GIVEN INSTRUCTION - Print exactly, and only, the lines running from the line containing "Practice. Pick out the laptop in" through the end of the records below.

# MATERIALS PROVIDED start

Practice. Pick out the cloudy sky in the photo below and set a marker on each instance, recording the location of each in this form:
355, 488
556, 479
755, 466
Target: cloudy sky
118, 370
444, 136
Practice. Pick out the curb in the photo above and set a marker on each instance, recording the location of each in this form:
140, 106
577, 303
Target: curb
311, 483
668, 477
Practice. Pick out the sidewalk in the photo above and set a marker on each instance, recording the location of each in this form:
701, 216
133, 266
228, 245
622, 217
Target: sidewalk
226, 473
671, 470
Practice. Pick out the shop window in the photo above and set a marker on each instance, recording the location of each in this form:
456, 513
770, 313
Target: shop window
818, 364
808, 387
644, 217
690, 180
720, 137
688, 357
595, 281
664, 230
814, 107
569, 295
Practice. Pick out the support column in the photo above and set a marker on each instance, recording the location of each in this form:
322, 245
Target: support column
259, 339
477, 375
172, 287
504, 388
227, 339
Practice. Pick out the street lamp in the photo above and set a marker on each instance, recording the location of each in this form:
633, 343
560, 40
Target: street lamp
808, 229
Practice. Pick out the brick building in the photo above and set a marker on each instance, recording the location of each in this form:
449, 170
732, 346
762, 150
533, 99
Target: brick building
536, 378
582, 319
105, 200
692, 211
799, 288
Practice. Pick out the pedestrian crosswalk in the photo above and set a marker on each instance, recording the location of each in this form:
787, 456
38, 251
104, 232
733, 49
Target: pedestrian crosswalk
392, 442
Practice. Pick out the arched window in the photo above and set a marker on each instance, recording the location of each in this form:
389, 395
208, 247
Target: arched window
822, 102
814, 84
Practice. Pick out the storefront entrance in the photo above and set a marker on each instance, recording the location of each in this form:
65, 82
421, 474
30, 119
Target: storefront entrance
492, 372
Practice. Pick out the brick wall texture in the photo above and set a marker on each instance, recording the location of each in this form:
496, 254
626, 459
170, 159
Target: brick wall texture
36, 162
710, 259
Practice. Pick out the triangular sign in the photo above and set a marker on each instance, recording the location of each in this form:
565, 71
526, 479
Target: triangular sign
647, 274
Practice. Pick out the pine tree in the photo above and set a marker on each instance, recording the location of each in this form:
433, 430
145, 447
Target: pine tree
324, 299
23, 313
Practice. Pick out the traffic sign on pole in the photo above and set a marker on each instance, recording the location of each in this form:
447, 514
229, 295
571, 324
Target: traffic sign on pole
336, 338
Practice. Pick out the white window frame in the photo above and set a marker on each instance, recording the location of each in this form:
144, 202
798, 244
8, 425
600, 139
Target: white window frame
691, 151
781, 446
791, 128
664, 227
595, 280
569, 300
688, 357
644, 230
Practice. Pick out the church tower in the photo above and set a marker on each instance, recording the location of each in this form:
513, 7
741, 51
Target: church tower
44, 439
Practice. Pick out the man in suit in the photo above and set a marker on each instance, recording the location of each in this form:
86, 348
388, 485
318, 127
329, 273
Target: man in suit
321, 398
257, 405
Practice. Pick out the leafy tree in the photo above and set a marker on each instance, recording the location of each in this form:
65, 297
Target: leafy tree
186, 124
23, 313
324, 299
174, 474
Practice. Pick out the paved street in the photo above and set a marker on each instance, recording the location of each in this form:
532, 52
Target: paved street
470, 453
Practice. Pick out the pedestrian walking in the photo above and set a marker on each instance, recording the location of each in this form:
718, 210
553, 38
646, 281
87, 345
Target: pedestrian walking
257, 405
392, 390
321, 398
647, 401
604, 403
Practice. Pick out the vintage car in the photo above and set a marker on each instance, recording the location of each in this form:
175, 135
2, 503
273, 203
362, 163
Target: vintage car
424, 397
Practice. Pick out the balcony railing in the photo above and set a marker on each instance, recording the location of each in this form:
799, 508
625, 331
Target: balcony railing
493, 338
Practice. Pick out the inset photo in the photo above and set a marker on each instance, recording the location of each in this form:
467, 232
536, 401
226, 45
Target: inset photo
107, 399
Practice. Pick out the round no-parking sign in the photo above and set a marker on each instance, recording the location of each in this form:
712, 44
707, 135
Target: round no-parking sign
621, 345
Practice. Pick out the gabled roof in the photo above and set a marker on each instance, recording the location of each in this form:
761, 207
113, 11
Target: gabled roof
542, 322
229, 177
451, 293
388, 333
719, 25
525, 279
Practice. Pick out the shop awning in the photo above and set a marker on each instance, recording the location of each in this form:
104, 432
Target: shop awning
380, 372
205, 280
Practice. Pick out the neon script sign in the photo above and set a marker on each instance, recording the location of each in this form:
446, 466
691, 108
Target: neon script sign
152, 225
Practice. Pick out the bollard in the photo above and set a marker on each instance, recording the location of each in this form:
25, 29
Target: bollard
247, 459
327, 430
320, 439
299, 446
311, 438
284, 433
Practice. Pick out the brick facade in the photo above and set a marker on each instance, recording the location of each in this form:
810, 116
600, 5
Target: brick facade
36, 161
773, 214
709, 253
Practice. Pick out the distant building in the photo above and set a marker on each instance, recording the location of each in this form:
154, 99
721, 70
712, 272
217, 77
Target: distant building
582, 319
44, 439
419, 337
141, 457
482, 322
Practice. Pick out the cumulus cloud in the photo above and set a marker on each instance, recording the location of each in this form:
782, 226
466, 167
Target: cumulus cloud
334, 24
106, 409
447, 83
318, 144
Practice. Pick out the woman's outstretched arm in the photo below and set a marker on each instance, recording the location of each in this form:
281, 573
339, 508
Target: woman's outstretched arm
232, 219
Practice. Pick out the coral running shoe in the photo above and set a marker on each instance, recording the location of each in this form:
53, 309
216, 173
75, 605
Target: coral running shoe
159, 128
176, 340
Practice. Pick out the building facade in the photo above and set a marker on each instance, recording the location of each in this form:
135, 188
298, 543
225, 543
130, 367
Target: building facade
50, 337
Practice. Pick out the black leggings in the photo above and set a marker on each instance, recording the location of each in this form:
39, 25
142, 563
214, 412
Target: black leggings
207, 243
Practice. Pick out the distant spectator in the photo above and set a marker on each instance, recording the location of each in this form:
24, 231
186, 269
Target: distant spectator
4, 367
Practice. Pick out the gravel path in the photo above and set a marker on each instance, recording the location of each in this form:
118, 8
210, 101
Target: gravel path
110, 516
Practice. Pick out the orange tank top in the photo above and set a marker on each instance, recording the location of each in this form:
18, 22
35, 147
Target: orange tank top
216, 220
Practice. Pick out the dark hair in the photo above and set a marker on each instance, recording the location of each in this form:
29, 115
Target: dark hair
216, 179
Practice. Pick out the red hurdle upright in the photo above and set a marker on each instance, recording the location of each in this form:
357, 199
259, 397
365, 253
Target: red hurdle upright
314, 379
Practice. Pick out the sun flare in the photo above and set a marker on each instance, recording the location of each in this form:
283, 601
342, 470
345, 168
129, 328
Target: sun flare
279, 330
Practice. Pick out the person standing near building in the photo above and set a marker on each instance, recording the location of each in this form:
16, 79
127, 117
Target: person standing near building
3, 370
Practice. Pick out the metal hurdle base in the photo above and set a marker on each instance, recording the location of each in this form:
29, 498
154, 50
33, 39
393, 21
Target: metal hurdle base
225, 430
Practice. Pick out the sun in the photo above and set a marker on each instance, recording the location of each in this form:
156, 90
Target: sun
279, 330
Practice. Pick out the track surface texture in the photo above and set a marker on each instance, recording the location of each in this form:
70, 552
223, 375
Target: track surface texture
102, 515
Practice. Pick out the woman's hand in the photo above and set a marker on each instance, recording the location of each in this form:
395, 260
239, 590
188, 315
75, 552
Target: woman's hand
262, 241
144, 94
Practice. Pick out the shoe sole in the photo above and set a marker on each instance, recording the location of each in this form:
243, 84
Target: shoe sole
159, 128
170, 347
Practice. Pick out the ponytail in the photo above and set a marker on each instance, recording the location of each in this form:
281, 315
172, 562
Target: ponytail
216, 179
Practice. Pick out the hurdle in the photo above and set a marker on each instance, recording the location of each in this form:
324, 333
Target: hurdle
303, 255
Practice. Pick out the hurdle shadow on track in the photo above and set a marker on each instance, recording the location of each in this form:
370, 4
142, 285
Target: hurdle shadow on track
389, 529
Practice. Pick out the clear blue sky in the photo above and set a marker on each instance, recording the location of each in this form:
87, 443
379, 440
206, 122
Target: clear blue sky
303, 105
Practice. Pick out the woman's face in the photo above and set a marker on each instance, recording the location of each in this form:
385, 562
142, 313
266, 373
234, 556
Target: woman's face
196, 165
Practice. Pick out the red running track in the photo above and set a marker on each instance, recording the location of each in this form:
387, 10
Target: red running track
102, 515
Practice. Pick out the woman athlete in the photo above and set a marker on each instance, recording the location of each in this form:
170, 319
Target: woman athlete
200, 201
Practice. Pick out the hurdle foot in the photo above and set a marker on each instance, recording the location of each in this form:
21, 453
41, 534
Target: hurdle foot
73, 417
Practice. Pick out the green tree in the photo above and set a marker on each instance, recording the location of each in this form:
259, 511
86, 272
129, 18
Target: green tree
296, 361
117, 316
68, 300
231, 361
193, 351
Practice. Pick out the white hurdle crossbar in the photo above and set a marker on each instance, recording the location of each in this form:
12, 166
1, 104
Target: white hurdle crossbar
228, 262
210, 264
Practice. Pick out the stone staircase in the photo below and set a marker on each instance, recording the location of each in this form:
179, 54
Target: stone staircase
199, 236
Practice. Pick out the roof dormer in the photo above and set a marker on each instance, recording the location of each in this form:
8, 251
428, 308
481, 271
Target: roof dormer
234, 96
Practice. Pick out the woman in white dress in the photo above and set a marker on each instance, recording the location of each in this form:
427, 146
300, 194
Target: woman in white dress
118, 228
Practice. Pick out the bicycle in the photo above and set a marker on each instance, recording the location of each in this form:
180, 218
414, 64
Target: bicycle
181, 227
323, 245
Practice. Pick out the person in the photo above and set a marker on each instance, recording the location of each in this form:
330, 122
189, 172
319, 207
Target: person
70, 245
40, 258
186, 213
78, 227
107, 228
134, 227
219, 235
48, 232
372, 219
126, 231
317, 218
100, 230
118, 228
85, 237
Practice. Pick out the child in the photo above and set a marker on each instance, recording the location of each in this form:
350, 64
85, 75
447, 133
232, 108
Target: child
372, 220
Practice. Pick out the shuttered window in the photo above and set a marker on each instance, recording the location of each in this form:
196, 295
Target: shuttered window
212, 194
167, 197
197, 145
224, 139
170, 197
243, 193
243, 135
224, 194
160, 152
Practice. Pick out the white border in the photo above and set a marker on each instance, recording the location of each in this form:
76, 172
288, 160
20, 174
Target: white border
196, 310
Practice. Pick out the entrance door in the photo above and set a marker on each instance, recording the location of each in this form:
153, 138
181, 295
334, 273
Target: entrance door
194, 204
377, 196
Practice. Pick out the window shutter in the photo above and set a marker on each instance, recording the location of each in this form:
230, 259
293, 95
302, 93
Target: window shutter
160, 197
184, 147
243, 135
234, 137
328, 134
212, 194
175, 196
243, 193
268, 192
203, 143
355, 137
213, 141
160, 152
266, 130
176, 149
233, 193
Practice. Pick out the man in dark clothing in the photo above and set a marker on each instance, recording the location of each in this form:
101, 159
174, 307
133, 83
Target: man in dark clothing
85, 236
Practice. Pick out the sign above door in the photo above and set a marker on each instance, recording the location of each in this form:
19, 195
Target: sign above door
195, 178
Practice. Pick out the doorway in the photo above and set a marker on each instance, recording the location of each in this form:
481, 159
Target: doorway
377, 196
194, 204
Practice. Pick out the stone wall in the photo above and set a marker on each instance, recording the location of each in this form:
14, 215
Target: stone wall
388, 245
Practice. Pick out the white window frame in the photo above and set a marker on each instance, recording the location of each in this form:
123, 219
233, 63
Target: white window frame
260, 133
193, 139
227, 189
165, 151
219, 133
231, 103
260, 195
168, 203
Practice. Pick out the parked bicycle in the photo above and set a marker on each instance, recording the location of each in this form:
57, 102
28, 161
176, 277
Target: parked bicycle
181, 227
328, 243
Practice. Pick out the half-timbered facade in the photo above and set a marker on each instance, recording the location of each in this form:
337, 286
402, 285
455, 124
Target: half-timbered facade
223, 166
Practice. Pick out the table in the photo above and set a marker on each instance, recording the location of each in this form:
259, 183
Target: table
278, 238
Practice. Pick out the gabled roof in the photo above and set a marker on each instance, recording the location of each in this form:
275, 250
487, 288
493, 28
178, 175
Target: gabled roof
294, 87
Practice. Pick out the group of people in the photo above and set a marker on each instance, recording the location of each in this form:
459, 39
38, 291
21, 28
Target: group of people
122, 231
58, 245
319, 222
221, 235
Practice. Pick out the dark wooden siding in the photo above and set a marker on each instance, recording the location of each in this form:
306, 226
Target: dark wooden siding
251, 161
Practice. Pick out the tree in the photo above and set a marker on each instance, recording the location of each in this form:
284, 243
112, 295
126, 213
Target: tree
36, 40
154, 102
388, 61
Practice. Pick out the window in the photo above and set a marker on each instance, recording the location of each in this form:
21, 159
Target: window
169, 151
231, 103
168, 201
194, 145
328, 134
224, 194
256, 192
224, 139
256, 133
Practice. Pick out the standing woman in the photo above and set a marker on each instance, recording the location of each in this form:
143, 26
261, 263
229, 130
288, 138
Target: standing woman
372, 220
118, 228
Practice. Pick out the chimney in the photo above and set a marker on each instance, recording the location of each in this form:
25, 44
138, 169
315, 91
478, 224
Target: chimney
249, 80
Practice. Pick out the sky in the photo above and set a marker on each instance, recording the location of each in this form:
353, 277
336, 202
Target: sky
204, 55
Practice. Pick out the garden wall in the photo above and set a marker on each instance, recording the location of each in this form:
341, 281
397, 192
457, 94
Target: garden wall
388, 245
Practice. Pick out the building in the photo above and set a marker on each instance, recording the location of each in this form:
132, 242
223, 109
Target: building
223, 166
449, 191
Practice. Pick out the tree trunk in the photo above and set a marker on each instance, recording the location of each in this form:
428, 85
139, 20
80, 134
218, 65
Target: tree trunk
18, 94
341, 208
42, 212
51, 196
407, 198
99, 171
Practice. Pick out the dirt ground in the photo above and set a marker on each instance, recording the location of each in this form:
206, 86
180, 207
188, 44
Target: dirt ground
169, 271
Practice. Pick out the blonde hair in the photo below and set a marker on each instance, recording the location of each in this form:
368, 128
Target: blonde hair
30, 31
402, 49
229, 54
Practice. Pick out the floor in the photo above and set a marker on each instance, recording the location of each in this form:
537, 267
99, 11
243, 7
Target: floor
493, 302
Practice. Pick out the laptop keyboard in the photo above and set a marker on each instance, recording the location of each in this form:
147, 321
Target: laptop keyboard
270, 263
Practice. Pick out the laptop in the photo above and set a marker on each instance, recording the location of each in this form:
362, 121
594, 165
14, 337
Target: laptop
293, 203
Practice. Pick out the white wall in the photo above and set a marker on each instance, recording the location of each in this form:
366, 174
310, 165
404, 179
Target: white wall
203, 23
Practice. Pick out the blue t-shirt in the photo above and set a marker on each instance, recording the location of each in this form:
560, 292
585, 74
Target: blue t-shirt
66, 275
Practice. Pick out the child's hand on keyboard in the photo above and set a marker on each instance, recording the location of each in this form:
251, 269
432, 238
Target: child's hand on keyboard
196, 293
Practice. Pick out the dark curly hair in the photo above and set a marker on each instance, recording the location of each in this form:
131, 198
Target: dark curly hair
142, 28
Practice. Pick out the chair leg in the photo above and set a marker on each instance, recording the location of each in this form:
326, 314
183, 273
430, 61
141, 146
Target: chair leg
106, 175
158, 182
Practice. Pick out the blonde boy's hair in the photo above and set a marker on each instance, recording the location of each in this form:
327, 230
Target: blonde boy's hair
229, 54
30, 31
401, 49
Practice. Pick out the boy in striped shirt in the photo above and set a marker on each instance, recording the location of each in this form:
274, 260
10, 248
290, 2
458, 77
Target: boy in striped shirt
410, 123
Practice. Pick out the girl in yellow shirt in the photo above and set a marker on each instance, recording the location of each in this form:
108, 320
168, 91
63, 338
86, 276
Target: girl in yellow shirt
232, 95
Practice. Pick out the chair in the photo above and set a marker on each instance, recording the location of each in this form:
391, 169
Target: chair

# MATERIALS PROVIDED end

SOLUTION TO THIS EXERCISE -
Practice. Pick out the laptop in the photo above and set a marker on each instance, recording the location of each in this form:
362, 121
594, 165
14, 337
Target: laptop
293, 203
Practice. Pick out the white wall in the photo above and set a marker on each instance, recording the location of each in this form:
366, 174
310, 165
404, 179
Target: white wall
203, 23
Practice. Pick out the blue t-shirt in the photo above and set a marker on each instance, recording the location of each in this form:
560, 292
585, 74
Target: blue t-shirt
66, 275
Practice. Pick out the child's hand on keyboard in the photo above and set a marker on each instance, recording the location of each in this form:
251, 269
432, 238
Target: child's hand on keyboard
196, 293
Practice. Pick out the dark curly hair in the photo above and set a marker on each instance, recording the location of each in this form:
131, 198
Target: dark curly hair
142, 28
Practice. Pick out the chair leg in the photo above and set a marker on each instance, recording the location of each in this form:
326, 314
183, 273
430, 61
141, 146
Target: chair leg
106, 175
158, 182
Practice. Pick out the blonde boy's hair in the photo above and set a marker on each instance, recording the location of each in this form:
327, 230
Target: blonde boy's hair
229, 54
30, 31
401, 49
Practice. Pick out the boy in striped shirt in the photo above and set a marker on each instance, recording the location of each in this form:
274, 260
10, 248
290, 2
458, 77
Target: boy in striped shirt
410, 123
Practice. Pick out the girl in yellow shirt in the photo above and set a marker on each instance, recording the location of each in this form:
108, 320
168, 91
63, 338
86, 276
Target: girl in yellow shirt
232, 95
Practice. Pick out the chair in the photo above and set a marker on each instance, recording the location of each in this form:
391, 169
Target: chair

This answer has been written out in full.